▶ **Seçilen Bölüm**:

Beş- altı yaşlarımızda üretimin bir
ucundan tutmasını öğrenmiştik biz. Bu yüzden bilirdik varlığı yokluğu belki de.
Şehre göçen üretimi unutuyor son
yıllar nedense. Emekli olan Osman amca birkaç aileye bakmak zorunda olduğundan
dem vuruyor. Ama geride bıraktığı toprağına el sürmüyor. Çınar altında
oturmakla, havuz başında tünemekle olmaz ki bu iş. Ya da her gün dere
boylarında olta savurmakla geçiştirilmez ki gerçekler. Vakıfların el uzattığı
aileler kendi gerçekleriyle yüzleşip kendi imkânlarını fırsata cevirseler çok
şey değişecek çok. Böyle şeyler yazınca sevimsiz de buluyorlar insanı. Sen
kendine baksana kardeşim deyip üstüme yürüyecekler bile çıkar içlerinden. Oysa
örnek alacakları o kadar çok şey var ki..Çalışmayı ibadet belleyip
yapışacakları o kadar çok iş var ki.. I-ıh hazırı beklemek en kolayı. Heres
şehirden kaçmak istiyor kimse köye dönmüyor kardeşim. Devletin sunduğu onca
imkana, köylerde yaptığı onca yatırma rağmen hem de.

▶ **Yapılacak Görevler**:
A. Seçilen bölüme göre emekli Osman amca neden dem vuruyor?
B. Girdilerde "tree" sözcüğünü barındıran satırlar hangileri? Her birini belirleyip satırı tam haliyle aktarır mısın?
Girdilerin seçilen bölümle hiçbir ilgisi yoktur.

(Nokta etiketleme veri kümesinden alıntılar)
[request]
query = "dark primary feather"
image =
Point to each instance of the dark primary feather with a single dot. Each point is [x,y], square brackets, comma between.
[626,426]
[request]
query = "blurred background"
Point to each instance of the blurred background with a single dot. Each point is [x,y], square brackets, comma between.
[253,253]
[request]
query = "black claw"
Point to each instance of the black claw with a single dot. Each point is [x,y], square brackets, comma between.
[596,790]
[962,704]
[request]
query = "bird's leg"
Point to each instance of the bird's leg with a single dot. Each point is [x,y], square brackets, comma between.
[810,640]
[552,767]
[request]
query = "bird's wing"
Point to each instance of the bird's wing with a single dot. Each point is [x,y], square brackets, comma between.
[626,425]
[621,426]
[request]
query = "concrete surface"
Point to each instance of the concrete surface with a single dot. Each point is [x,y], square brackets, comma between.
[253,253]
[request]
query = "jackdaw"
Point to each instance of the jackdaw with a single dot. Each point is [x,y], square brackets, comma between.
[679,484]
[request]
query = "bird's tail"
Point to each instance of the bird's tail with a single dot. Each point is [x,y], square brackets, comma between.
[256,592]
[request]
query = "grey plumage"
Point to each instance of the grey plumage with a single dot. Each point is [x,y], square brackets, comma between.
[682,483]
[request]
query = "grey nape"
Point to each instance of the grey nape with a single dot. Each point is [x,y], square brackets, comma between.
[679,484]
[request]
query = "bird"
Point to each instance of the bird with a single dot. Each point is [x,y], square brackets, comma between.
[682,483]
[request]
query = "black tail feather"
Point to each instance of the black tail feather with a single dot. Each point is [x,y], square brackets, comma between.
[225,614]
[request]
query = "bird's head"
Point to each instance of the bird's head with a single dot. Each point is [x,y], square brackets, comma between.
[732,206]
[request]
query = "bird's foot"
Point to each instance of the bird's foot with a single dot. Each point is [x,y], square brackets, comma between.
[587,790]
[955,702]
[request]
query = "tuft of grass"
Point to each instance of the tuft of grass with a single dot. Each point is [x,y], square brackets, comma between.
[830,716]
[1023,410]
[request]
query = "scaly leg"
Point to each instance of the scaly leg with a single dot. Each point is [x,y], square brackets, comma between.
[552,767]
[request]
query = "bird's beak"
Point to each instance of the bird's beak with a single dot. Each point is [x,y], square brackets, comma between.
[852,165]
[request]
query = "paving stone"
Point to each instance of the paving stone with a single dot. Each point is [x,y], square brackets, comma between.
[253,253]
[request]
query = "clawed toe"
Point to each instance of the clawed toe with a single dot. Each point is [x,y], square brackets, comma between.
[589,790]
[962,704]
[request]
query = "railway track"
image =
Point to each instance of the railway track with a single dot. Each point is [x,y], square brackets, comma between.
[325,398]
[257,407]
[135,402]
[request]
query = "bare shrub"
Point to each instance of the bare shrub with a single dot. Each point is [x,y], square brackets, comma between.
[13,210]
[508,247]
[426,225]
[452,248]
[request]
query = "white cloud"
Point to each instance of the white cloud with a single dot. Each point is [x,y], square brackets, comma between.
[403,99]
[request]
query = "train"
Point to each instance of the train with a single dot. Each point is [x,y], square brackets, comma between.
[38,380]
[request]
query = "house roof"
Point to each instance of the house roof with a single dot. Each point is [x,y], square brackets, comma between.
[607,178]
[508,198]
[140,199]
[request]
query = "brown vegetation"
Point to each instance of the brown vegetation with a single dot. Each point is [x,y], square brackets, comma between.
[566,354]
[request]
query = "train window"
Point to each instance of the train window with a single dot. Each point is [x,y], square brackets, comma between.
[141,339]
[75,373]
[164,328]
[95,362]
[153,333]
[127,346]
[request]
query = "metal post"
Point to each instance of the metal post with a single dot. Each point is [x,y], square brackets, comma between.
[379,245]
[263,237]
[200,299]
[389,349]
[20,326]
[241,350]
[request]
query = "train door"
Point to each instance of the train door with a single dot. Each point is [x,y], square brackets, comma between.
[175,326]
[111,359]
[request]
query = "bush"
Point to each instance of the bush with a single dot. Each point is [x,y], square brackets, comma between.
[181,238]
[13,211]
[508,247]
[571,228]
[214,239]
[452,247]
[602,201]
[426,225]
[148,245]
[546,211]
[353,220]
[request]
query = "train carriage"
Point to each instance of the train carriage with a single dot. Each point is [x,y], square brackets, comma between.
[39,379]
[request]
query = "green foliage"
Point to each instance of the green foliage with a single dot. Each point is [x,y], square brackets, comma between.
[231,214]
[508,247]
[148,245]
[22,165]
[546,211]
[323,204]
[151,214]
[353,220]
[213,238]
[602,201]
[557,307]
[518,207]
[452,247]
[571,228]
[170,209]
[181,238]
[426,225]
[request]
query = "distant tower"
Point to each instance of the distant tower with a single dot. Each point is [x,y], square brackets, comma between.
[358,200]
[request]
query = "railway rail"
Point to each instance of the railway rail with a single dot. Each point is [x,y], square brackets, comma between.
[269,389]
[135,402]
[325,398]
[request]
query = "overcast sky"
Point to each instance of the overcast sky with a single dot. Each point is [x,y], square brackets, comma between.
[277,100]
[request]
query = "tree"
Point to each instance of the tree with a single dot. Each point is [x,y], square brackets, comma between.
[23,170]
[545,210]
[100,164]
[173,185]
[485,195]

▶ **Görev Çözümleri**:
A. Birkaç aileye bakmak zorunda olmasından dem vuruyor.

B.
query = "tree"
Point to each instance of the tree with a single dot. Each point is [x,y], square brackets, comma between.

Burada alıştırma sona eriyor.